> **EXTRACTED INFORMATION**
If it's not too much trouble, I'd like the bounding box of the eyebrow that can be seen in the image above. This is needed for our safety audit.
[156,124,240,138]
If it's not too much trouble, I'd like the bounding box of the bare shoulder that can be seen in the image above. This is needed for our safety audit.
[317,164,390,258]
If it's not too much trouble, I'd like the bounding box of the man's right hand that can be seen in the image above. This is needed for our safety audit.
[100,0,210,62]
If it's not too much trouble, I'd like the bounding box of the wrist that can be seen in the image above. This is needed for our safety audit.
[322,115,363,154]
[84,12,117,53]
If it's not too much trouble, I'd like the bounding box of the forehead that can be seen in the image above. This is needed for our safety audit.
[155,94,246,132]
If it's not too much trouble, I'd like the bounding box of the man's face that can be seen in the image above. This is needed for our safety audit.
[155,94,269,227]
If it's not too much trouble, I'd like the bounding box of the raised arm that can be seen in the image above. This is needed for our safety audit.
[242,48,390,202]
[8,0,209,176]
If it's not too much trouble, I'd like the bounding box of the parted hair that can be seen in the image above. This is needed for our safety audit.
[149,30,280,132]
--
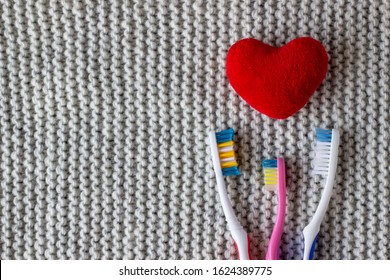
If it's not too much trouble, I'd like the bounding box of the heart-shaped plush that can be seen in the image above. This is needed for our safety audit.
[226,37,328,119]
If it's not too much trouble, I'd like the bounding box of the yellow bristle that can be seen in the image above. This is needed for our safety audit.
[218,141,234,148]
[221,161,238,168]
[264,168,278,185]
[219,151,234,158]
==
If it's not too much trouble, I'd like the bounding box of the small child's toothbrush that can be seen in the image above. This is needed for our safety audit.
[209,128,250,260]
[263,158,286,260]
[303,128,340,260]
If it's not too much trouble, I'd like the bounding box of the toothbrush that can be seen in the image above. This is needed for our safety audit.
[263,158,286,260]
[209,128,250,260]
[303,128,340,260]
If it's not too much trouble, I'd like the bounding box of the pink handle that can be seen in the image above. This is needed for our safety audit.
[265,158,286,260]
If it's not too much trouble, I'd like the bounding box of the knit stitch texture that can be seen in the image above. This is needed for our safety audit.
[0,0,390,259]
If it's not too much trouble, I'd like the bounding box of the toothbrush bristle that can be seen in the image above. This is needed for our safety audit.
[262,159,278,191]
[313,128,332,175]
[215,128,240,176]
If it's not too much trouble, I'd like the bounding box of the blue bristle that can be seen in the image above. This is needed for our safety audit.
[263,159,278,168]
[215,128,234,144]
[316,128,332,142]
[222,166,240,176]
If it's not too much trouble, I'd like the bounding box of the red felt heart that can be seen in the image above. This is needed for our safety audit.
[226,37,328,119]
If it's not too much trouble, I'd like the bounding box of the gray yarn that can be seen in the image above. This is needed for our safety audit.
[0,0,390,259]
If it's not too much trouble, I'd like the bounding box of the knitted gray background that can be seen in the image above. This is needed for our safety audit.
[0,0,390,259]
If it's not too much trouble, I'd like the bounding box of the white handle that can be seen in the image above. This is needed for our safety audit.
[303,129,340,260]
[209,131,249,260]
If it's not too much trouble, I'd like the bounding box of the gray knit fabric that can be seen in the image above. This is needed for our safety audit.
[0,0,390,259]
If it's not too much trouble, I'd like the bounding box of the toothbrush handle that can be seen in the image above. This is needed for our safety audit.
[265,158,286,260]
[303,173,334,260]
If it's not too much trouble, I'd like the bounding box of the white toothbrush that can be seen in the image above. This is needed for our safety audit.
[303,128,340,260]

> **PROBLEM STATEMENT**
Render the listing from the line containing "of the parted" through the line containing "[149,30,280,132]" as a numbered list, omitting any blank lines.

> **THE ANSWER**
1. If it's not too much trouble, I'd like the bounding box of the parted hair that can be seen in the image above. This is needed for our safety audit.
2. [149,30,280,132]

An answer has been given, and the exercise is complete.